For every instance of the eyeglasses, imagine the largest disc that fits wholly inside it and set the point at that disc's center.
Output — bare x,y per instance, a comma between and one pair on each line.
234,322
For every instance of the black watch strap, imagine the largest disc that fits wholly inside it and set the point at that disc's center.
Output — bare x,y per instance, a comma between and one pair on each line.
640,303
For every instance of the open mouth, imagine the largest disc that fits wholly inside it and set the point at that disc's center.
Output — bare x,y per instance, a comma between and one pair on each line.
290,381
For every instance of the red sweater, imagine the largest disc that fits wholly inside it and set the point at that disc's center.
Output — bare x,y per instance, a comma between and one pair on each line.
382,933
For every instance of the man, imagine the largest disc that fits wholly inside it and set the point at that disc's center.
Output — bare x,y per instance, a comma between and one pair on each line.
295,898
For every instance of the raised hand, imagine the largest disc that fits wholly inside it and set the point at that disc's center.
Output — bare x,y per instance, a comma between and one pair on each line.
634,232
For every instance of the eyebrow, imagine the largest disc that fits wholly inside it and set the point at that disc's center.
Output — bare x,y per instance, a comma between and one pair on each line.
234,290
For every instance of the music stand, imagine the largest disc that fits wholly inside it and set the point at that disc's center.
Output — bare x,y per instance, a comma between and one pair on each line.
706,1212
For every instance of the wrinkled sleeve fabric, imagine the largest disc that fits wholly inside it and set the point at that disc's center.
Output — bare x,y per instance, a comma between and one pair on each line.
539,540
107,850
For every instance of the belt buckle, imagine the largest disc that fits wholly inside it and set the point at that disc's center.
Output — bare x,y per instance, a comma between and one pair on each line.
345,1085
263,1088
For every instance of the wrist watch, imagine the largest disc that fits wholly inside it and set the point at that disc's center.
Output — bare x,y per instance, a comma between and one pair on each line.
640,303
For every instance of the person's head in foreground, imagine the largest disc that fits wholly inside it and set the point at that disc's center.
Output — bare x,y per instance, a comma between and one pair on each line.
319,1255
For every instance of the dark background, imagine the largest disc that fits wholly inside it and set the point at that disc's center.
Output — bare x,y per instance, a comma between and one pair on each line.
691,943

---------------

What to produce ->
Reproduce all of the material above, substituting "circle" for each occurrence of "disc" and leaving everything else unchanged.

Expected output ->
For every instance of the eyeglasses, imagine the largest circle that fits wholly inside it and set the point at that circle's center.
Output — bare x,y per instance, a comma between and one pair on each line.
234,322
For every instance of the black watch strap, imagine the largest circle that fits wholly inside it and set the point at that circle's center.
Output — bare x,y per instance, a comma between and one pair on each line.
640,303
For every instance of the open mouth, imagine the largest circle that fits wholly inside it and set the point at that circle's center.
Output — bare x,y per instance, a comma between and one pair on each line.
290,381
For every instance of the red sweater, imagine the largest circle that fits wholly inside it and set the point at that circle's center.
Output — bare x,y per instance, a comma between and one pair on each line.
382,933
For every instance of the man, imagine the largest circle that fits wholly inside it and set the point at that circle's center.
Output — bare x,y per instance, a comma between and one pair on each line.
295,898
For every instance of the raised hand, imagine the largest circle that fits wholly inside it and set the point at that circle's center.
Output — bare x,y per instance, a comma between and one pair on each line.
634,232
For every instance of the eyebrow, imagine the largest circle that fits wholly inside it and set the point at that circle's center.
Output — bare x,y per instance, a comma between and one pair on each line.
234,290
For every instance of the music stand, imagine the largest circle that fits wholly inside it and set the point at that circle's center.
Output — bare x,y per instance, a comma between and one pair on each line.
706,1212
For every instance of the wrinkled sleeve fabric, imagine the largest circle that fits wholly inside it and set the point at that circle's center.
Output — bare x,y per instance, a comma between and one pair on each line.
539,540
107,850
For every instance of the belt buckle, imagine the largest circle that fits wholly inside it and set the point at that circle's center.
Output — bare x,y per instance, a comma between and one pair on each line.
345,1085
263,1088
For every instance of the wrist watch, imagine the largest circle that fits wholly inside it and set the point at that circle's center.
Output — bare x,y per instance, a comma between and one pair on each line.
640,303
For every instance of the person's head in foreground, imagine the largest circle that fits wholly inside it and set the point at that circle's center.
Output — bare x,y per instance, a comma between and one pair on each line.
319,1255
For every instance of the dark background, imagine the largest circle that fits wholly inside it and set the point at that circle's center.
Output — bare x,y per instance, a comma between and one pair on each line.
691,943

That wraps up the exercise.